Revise the lines below, changing every "pixel coordinates" to "point coordinates" and leaving everything else the same. Omit the pictures from your answer.
= = = =
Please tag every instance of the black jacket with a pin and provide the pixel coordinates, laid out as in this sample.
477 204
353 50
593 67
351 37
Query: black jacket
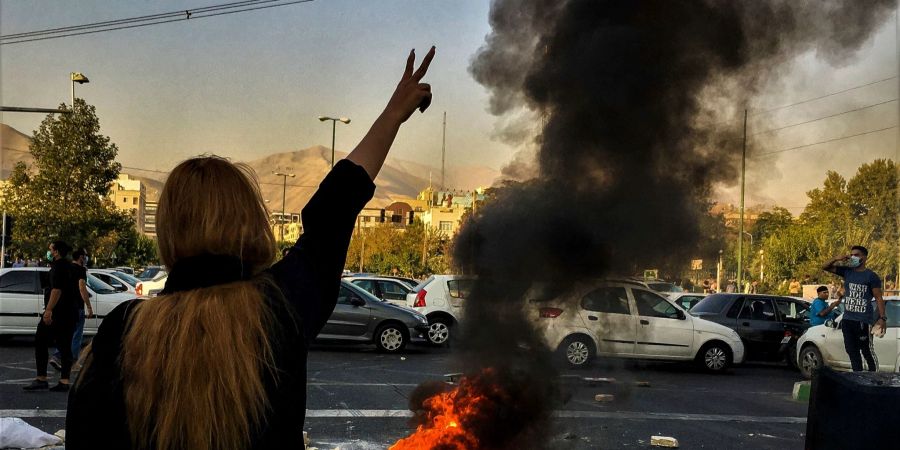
308 277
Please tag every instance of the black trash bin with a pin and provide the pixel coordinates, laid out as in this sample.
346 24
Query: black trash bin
855 410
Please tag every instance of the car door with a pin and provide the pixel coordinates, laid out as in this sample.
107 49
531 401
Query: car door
661 330
21 300
606 311
393 291
759 327
349 320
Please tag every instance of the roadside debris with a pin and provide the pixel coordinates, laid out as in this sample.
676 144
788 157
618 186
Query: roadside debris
663 441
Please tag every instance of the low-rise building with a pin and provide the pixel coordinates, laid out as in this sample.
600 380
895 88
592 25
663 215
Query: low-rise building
130 195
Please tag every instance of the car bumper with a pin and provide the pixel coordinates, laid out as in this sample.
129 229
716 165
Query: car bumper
418 333
739 353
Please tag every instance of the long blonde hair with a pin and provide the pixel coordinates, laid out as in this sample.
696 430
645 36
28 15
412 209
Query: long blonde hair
193 362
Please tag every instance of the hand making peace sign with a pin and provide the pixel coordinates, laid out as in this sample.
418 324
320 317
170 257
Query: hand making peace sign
411 93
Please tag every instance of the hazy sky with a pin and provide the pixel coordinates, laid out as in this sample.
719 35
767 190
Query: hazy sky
= = = =
(RESPONSE TO THIS TASK):
Please tag every instance of the black jacket with a pin and provide the point coordinates, laid out as in this sample.
477 204
353 50
593 67
351 37
Query: black jacket
308 277
Please tag every instance of the black trash bin with a pin and provide the point coordinates, laid out as in this sample.
346 24
Query: black trash bin
855 410
Please tag every instance of the car door with a pin and provide the point coordinates, laid out as in this sample.
107 49
531 401
Query: car door
661 330
21 300
606 311
393 291
759 327
349 320
Please tag every instance of the roadside debris with a pin and provide the point coordinates, laid out as in this sample.
676 144
788 157
618 186
Query: roadside debris
663 441
Please tag every instance of the low-rise building with a pin and provide the point coordinates, laid out as in this sample.
600 380
895 88
592 25
663 215
Query: low-rise building
130 195
Please tag every instance of the car bumper with a pin and provide the point coordinates, laid out as in this sample.
129 229
716 165
Query: car bumper
418 333
739 353
Please tag every instance of the long blonde hair with a pin and provide the point coordinates, laid out as in this sample.
696 430
645 36
28 15
412 209
Query: long blonde hair
193 362
Please tag every instance of the hand making peace sign with a pin and provide the point coordinates, laid out as in this sample.
418 324
320 317
170 257
Query: hand making peace sign
411 93
Please tag every instance of the hazy sky with a pin and provide the point coordinates, laid out as in this sample.
719 35
767 190
Query: hazy sky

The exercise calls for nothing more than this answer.